== Texte fourni

Vous voilà convaincus et vous avez acquis un joli sac de graines d’amarante auprès de votre écomarket préféré. C’est là que les choses se corsent… Qu’en faire ? Foi de Doudes, pas grand chose !!! Les moudre en farine et les incorporer à un pain (moelleux et goût de noisette) ou les faire griller à la poêle, façon pop corn, pour les intégrer à un müsli ou à des barres énergétiques. Les promoteurs de l’amarante conseillent également de les faire bouillir (dans trois fois leur volume d’eau, 45 minutes à feu doux), mais là, comment dire…, on obtient une sorte de porridge gélatineux prompt à rassasier une armée d’Aztèques mais pas franchement ragoûtant. Deux cuillerées à soupe suffisent à se sentir le ventre lourd…

Pauvres soldats aztèques… Avec ça dans le ventre, comment se battre contre los Conquistadores ? L’amarante, cause première de la chute de l’empire aztèque ? Remarquez, les Incas n’ont pas fait mieux avec le quinoa…

Mots-clés :
Rubrique : Accompagnements

Nixtaquoi ? Nixtaqui ? Quand vous aurez fini de glousser, les Doudes vous raconteront comment, depuis des millénaires, les habitants d’Amérique centrale améliorent les qualités nutritionnelles du maïs. Et comment ce maïs-là sert à faire le plat le plus populaire du Mexique, le pozole.

Le maïs est originaire d’Amérique centrale où, depuis au moins trois millénaires, il n’est consommé qu’après une préparation particulière, la nixtamalisation. Les grains sont bouillis pendant quelques dizaines de minutes dans une solution alcaline (de l’eau de chaux ou de l’eau de cendres riches en potasse), puis laissés à tremper dans leur eau de cuisson pendant plusieurs heures. Abondamment lavés, ils sont ensuite séchés (c’est le nixtamal) ou broyés en farine (la masa).

====
== Extrait de données

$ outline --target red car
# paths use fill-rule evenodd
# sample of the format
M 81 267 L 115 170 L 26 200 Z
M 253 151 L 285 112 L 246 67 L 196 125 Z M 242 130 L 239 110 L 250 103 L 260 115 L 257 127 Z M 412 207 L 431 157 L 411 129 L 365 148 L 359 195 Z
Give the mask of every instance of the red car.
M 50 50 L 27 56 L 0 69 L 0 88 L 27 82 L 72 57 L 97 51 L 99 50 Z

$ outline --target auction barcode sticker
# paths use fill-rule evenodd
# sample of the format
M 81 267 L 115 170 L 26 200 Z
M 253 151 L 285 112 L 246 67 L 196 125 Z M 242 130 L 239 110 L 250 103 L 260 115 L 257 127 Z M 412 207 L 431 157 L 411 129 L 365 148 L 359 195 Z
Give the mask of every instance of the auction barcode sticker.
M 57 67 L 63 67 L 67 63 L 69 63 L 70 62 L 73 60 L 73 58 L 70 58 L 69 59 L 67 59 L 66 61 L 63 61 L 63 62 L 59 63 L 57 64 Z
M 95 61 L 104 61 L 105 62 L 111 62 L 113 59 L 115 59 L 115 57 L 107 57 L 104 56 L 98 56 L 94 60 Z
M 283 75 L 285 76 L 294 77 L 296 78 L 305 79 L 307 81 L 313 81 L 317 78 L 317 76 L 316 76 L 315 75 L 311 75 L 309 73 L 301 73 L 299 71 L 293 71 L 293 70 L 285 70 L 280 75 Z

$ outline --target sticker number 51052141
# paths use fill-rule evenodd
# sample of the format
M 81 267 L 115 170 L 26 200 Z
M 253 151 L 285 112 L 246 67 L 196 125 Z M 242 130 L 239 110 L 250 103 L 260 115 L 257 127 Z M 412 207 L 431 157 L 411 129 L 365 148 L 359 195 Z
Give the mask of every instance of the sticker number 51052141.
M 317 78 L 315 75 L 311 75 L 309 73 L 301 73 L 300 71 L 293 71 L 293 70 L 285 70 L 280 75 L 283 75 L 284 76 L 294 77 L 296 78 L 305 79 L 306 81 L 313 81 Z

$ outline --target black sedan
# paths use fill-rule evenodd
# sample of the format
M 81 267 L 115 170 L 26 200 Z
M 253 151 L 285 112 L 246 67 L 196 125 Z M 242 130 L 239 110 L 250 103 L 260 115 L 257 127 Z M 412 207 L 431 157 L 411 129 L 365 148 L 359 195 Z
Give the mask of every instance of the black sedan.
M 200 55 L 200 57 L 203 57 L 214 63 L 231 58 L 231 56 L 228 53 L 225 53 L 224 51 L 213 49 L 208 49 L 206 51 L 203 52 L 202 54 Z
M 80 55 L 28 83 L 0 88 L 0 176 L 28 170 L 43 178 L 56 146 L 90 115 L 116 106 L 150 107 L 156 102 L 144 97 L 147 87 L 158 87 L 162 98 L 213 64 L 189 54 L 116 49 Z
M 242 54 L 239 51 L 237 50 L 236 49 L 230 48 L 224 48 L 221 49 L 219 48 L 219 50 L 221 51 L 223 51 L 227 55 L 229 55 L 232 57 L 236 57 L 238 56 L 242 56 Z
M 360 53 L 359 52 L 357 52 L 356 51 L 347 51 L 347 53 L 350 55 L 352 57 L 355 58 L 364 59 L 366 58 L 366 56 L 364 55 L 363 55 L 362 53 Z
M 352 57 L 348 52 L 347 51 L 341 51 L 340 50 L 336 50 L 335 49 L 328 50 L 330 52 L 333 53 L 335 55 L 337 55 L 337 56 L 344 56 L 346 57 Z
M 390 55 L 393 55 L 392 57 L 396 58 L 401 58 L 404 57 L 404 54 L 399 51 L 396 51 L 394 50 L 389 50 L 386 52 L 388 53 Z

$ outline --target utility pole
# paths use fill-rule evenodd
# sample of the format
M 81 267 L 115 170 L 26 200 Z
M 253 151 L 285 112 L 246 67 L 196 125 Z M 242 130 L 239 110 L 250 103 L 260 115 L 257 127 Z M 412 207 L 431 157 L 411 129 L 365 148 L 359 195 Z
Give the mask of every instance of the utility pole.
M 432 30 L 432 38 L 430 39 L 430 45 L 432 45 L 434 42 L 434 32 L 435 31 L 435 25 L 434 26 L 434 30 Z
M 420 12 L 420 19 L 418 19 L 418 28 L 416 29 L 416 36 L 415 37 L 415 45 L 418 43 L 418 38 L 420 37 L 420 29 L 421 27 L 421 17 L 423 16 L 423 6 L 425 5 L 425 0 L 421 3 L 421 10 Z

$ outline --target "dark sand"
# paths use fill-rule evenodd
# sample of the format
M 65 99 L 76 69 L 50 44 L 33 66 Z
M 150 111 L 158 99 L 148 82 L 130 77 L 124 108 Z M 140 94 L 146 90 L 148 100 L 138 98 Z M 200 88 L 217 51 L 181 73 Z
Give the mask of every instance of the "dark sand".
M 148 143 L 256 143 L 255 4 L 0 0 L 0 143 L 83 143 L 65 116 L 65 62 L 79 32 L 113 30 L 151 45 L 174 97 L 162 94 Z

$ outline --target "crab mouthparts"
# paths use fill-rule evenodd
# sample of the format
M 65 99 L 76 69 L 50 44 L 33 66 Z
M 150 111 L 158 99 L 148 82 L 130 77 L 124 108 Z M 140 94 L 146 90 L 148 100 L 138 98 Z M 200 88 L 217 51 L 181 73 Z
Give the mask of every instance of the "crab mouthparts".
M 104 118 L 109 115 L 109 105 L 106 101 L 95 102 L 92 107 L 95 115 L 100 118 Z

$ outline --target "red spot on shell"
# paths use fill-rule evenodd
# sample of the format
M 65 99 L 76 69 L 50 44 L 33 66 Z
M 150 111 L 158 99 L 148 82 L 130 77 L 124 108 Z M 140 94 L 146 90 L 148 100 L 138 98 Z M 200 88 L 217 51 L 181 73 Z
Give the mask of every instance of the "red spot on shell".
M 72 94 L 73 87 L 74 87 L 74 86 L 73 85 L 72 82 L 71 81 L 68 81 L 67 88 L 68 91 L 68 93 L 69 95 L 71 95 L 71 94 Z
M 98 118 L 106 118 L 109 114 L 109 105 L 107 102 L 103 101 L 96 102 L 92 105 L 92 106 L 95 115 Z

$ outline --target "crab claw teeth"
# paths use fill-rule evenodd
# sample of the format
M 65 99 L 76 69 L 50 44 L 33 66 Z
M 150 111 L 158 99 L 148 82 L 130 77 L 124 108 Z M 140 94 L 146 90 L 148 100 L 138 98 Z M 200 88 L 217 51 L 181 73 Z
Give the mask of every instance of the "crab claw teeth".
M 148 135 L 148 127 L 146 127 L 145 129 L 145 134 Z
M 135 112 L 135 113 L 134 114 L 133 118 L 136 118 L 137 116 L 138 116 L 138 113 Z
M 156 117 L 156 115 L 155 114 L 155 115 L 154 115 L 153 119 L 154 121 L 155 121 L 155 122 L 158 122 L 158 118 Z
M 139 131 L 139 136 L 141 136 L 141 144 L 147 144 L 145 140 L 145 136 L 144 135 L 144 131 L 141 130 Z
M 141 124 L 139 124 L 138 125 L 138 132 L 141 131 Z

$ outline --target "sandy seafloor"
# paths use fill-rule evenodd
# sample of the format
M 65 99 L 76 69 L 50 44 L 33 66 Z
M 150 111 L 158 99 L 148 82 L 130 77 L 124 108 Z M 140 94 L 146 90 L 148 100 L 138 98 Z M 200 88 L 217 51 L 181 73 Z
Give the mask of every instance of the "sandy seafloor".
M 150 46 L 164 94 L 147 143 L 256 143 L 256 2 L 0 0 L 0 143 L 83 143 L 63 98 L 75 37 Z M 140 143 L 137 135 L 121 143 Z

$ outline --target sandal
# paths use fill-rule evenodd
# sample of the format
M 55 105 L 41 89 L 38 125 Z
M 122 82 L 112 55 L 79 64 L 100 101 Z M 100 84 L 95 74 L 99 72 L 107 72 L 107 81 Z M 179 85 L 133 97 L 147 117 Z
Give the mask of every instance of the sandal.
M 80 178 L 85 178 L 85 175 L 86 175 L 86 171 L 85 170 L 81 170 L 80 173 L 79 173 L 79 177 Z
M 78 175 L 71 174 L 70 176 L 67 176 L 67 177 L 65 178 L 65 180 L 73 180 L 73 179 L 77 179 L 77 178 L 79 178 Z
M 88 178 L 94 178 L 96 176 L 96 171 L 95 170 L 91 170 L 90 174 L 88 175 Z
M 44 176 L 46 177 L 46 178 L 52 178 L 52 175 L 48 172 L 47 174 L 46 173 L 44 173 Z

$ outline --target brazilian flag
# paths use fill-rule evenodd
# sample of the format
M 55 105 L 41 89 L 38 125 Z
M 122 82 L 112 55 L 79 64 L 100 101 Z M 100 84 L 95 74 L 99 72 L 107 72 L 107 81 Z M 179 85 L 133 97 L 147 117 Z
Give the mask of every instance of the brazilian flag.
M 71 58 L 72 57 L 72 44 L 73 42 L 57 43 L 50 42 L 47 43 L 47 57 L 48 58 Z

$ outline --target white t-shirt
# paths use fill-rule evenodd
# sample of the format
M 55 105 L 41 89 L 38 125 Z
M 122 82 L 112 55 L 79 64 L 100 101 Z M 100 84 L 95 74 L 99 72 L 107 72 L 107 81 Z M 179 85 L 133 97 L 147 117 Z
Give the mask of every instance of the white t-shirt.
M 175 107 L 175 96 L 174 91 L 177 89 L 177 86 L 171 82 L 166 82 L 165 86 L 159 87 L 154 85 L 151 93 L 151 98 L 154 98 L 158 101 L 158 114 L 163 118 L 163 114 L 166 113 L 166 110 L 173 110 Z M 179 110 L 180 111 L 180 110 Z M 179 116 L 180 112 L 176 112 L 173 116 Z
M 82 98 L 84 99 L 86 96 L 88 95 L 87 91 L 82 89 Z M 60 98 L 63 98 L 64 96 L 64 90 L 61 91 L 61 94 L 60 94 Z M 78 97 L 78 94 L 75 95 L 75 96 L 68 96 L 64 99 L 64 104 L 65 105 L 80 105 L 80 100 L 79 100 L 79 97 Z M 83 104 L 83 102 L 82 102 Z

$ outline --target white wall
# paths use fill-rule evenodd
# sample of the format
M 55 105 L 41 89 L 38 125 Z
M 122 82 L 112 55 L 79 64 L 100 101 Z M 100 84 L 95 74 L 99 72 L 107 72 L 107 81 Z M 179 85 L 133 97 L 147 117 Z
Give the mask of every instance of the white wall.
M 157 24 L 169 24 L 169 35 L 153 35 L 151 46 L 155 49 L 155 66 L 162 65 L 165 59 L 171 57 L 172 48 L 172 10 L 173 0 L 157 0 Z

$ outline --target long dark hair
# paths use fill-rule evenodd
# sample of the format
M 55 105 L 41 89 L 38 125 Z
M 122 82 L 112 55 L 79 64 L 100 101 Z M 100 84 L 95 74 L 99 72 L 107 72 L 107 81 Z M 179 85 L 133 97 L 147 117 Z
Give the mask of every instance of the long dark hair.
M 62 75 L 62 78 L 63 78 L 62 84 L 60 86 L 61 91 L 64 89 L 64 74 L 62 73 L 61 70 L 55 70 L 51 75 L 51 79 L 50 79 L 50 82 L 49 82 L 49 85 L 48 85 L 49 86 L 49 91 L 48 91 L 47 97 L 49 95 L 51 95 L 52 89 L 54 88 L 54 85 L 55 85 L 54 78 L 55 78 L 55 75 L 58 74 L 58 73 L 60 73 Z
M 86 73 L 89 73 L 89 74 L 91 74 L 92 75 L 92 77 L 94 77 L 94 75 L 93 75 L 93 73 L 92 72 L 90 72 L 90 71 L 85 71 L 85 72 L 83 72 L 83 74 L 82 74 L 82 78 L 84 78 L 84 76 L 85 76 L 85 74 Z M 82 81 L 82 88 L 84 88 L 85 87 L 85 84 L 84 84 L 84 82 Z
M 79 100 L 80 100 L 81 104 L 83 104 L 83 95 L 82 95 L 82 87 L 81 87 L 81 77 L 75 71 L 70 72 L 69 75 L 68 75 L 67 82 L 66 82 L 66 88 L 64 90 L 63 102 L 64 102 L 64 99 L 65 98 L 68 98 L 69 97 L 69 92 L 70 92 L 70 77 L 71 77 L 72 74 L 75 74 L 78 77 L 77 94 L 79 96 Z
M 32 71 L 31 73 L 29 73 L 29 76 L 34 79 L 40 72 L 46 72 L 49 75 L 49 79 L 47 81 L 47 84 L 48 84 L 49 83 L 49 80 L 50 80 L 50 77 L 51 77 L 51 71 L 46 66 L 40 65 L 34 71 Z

====

## [Votre objectif]
D'après le texte fourni, pendant combien de temps les promoteurs de l'amarante conseillent-ils de faire bouillir les graines ?

## [Résultat]
45 minutes, à feu doux.